Reproduce the material from the line with "Shelf-set audit: indicate the curly" up to and including the line with "(1269, 443)", substituting "wavy hair" for "curly hair" and leaving everything else unchanged.

+++ DATASET EXCERPTS +++

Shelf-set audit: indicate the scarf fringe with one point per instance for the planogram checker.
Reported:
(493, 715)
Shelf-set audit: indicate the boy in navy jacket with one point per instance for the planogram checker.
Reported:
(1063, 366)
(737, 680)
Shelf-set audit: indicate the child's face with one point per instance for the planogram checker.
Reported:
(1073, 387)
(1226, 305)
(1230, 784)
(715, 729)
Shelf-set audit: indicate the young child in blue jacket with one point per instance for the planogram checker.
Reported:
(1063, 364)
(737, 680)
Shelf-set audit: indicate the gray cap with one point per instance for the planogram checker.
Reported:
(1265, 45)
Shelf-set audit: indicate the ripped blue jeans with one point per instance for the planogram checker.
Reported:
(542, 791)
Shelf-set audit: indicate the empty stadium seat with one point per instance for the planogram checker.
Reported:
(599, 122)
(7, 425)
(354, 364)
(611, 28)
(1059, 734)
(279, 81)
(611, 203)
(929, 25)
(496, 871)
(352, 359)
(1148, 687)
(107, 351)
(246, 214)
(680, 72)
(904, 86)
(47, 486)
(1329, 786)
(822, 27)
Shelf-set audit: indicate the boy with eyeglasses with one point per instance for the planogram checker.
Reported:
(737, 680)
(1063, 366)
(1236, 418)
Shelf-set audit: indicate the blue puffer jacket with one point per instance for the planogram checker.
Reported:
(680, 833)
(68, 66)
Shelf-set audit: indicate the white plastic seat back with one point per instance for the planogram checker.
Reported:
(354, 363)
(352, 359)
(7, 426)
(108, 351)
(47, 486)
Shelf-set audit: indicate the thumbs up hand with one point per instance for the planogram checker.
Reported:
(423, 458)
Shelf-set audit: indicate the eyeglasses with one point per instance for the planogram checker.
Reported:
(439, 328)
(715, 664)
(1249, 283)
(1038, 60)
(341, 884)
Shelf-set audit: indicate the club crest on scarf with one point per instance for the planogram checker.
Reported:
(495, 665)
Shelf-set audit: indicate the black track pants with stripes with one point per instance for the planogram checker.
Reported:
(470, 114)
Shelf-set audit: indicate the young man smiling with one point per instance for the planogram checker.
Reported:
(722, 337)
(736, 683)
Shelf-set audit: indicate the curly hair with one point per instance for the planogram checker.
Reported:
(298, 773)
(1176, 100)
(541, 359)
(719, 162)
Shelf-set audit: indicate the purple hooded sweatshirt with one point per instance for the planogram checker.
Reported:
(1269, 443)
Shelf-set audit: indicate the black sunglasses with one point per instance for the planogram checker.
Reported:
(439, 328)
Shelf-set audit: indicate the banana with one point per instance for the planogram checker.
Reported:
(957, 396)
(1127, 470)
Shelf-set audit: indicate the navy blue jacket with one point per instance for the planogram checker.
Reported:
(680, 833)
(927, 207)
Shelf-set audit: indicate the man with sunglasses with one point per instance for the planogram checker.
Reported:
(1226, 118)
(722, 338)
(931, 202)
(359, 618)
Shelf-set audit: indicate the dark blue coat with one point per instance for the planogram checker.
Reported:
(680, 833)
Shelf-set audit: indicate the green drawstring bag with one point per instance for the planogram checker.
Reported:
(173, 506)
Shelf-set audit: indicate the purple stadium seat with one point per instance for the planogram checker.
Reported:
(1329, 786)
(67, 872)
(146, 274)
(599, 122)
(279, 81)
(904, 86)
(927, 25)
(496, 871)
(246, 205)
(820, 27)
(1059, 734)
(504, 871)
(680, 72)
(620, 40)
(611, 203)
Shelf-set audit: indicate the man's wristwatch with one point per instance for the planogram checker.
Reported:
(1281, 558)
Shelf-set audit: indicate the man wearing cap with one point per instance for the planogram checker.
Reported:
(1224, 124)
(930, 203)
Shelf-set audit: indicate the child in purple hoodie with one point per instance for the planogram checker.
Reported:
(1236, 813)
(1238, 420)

+++
+++ DATASET EXCERPTS +++

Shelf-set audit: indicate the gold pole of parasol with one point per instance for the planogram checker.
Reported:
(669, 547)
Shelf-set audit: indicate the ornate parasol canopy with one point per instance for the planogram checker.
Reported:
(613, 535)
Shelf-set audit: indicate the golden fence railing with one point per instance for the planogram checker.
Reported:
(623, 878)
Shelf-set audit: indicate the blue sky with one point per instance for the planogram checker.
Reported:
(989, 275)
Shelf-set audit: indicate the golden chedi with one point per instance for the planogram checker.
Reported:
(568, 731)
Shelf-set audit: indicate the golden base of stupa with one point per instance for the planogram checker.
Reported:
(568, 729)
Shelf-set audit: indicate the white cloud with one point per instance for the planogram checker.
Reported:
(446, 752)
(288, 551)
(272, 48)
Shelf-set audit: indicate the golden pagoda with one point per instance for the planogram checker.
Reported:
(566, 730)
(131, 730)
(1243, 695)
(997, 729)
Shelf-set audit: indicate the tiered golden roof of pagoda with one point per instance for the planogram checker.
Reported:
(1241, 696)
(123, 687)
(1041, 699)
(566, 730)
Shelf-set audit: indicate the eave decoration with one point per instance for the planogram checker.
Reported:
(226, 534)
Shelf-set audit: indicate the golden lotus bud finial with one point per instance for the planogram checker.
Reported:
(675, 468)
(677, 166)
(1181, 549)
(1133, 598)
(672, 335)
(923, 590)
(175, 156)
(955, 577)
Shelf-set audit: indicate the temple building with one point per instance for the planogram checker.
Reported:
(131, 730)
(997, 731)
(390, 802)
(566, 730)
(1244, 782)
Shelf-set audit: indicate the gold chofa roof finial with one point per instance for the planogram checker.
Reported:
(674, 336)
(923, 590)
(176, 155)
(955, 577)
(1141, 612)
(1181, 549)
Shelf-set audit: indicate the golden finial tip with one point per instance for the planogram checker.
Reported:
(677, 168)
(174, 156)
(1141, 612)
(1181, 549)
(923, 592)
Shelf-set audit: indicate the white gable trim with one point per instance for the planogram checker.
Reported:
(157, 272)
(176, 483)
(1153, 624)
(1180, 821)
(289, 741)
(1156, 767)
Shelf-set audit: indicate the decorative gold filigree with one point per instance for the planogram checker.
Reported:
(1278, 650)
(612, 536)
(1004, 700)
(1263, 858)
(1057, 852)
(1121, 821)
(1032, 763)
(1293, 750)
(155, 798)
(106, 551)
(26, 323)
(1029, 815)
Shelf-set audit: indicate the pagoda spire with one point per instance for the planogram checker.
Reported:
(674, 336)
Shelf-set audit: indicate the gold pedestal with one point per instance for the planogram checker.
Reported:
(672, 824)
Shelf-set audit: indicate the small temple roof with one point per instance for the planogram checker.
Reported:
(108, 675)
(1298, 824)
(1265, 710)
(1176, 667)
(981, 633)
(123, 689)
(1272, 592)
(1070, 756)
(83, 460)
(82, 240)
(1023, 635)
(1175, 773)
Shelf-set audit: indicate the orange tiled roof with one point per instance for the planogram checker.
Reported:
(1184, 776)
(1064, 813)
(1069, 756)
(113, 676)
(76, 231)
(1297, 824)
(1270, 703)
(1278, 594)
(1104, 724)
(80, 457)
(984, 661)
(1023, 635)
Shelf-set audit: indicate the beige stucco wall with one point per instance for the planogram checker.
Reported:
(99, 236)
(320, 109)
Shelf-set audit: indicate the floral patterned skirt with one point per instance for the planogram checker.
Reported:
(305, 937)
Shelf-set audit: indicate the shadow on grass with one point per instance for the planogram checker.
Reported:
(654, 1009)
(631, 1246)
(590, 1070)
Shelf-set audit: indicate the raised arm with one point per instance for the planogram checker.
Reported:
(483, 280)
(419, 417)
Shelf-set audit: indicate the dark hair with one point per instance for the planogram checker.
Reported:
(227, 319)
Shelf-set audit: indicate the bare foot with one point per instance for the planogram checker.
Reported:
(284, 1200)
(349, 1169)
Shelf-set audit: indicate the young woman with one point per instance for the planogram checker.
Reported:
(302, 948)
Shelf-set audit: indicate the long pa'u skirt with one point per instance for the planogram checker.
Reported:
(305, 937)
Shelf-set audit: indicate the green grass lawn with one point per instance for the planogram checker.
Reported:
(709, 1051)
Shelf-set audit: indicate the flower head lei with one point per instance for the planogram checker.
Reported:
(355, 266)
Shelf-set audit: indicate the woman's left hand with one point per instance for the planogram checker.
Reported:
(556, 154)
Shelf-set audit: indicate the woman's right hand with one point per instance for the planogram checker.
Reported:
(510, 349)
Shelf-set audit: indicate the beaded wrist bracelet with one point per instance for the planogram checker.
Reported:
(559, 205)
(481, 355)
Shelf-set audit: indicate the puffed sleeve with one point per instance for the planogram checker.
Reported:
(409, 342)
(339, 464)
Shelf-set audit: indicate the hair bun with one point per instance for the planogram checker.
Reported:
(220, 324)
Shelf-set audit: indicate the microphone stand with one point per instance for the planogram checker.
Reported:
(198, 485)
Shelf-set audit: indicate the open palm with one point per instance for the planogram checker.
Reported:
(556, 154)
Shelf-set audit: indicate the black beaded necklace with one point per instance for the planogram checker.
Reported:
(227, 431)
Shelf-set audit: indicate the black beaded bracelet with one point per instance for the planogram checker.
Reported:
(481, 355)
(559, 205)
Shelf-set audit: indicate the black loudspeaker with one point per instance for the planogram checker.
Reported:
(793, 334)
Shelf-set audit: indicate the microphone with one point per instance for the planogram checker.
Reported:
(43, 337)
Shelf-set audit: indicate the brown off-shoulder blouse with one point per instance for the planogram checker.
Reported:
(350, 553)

+++

■ **COMPLETE RESPONSE**
Shelf-set audit: indicate the wavy hair with one point per instance for the planogram checker.
Reported:
(298, 773)
(1176, 100)
(541, 359)
(719, 162)
Shelf-set audit: indicate the purple hooded sweatshirt with one point per instance for the planogram checker.
Reported:
(1269, 443)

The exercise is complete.